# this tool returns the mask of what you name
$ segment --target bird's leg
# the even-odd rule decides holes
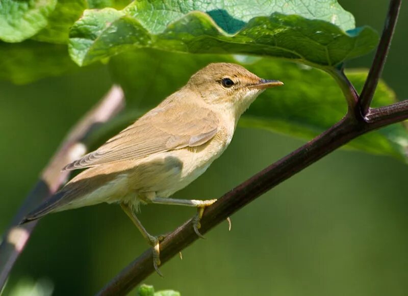
[[[151,246],[153,251],[153,266],[159,275],[162,277],[163,275],[159,270],[158,266],[160,265],[160,241],[165,238],[165,235],[159,236],[151,235],[146,230],[129,205],[122,203],[120,204],[120,207],[138,228],[142,235],[147,241],[147,243]]]
[[[193,219],[193,227],[196,234],[200,237],[203,238],[202,235],[200,233],[198,229],[201,228],[200,221],[202,218],[202,214],[204,213],[205,208],[213,204],[217,201],[216,199],[209,199],[207,200],[199,200],[194,199],[176,199],[174,198],[163,198],[161,197],[152,197],[150,199],[150,201],[152,203],[161,204],[170,204],[173,205],[184,205],[197,208],[197,214],[196,214]]]

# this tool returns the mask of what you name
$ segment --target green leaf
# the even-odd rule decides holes
[[[142,285],[136,292],[137,296],[180,296],[180,292],[172,290],[163,290],[155,292],[153,286]]]
[[[155,288],[153,286],[142,285],[137,290],[136,296],[154,296]]]
[[[105,8],[112,7],[116,9],[124,8],[132,0],[88,0],[89,8]]]
[[[59,0],[48,23],[33,39],[39,41],[67,43],[69,28],[88,8],[86,0]]]
[[[0,40],[19,42],[44,28],[57,0],[0,1]]]
[[[240,56],[183,55],[144,49],[117,56],[111,59],[109,66],[112,77],[125,91],[128,110],[140,112],[156,106],[184,85],[198,69],[210,63],[220,61],[239,61],[262,78],[285,83],[284,86],[268,90],[260,96],[240,120],[240,126],[310,139],[332,126],[347,112],[342,93],[328,74],[270,58],[248,59]],[[367,71],[348,71],[347,75],[360,89]],[[393,92],[380,81],[374,103],[386,105],[395,101]],[[365,134],[351,142],[348,147],[402,159],[407,145],[408,133],[402,124],[397,124]]]
[[[32,41],[0,42],[0,79],[17,84],[61,75],[79,67],[67,55],[66,45]]]
[[[337,2],[303,2],[145,0],[121,11],[87,10],[70,32],[70,54],[84,65],[149,47],[277,57],[324,68],[367,53],[376,45],[376,33],[368,27],[354,29],[352,16]]]

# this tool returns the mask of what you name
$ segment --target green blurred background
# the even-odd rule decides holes
[[[357,25],[381,31],[387,1],[339,2]],[[383,75],[400,99],[408,97],[407,15],[403,6]],[[347,66],[367,67],[372,58]],[[70,127],[111,83],[103,66],[22,86],[0,82],[0,233]],[[175,196],[219,197],[303,143],[239,128],[222,156]],[[337,151],[232,216],[230,232],[225,222],[185,250],[182,261],[162,266],[164,278],[154,274],[144,282],[183,295],[406,295],[407,175],[408,166],[393,158]],[[194,214],[177,207],[142,210],[152,233]],[[118,206],[50,215],[33,233],[6,294],[24,280],[54,286],[55,295],[91,294],[146,247]]]

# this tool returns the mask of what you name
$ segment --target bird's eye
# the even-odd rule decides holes
[[[230,88],[234,85],[234,82],[229,78],[224,78],[221,80],[221,84],[224,87]]]

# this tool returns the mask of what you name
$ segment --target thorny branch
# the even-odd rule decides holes
[[[330,128],[226,193],[207,208],[201,220],[201,233],[205,233],[263,193],[350,140],[408,119],[408,100],[369,109],[388,52],[401,2],[401,0],[390,2],[381,40],[361,95],[358,95],[342,71],[330,73],[347,99],[347,114]],[[161,243],[162,263],[176,255],[198,238],[193,230],[192,220],[185,223]],[[121,271],[97,294],[125,294],[154,271],[152,254],[149,249]]]
[[[37,221],[23,225],[18,225],[18,223],[29,209],[57,192],[68,177],[69,172],[61,171],[61,168],[84,155],[87,150],[85,143],[88,137],[101,123],[116,115],[124,106],[122,89],[114,86],[106,96],[75,125],[45,167],[40,179],[13,218],[0,244],[0,291],[24,249]]]

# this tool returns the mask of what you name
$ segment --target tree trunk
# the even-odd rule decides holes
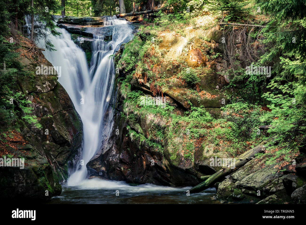
[[[32,0],[31,2],[31,6],[32,6],[32,10],[34,8],[34,0]],[[32,19],[31,21],[31,41],[33,41],[34,38],[34,13],[32,12]]]
[[[260,130],[267,130],[270,128],[275,128],[275,126],[272,126],[271,125],[266,125],[263,126],[259,126],[258,128]]]
[[[79,17],[79,8],[78,8],[77,6],[77,0],[76,0],[76,14],[77,15],[77,17]]]
[[[124,6],[123,0],[119,0],[119,10],[120,14],[125,13],[125,6]]]
[[[63,7],[64,7],[64,10],[62,10],[62,15],[65,16],[66,8],[65,6],[65,0],[61,0],[61,2],[62,3],[62,6]]]
[[[165,11],[167,9],[167,8],[165,7],[164,8],[160,8],[158,9],[154,9],[151,10],[147,10],[145,11],[141,11],[141,12],[136,12],[135,13],[123,13],[118,14],[117,15],[117,17],[127,17],[130,16],[138,16],[140,15],[143,15],[144,14],[148,14],[149,13],[157,13],[160,10],[162,11]]]
[[[197,193],[211,187],[216,182],[221,181],[225,177],[237,171],[253,159],[256,154],[264,151],[266,147],[271,146],[272,143],[274,142],[276,139],[276,137],[269,138],[252,149],[241,155],[235,159],[235,168],[231,169],[230,167],[222,168],[213,174],[205,181],[187,191],[186,193],[188,192],[189,193]],[[268,143],[268,141],[270,143]],[[265,145],[266,144],[265,146]]]

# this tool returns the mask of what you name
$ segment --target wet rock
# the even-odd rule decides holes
————
[What this task involves] State how many lines of the items contain the word "green", counting only matches with the same case, and give only the number.

[Correct output] 2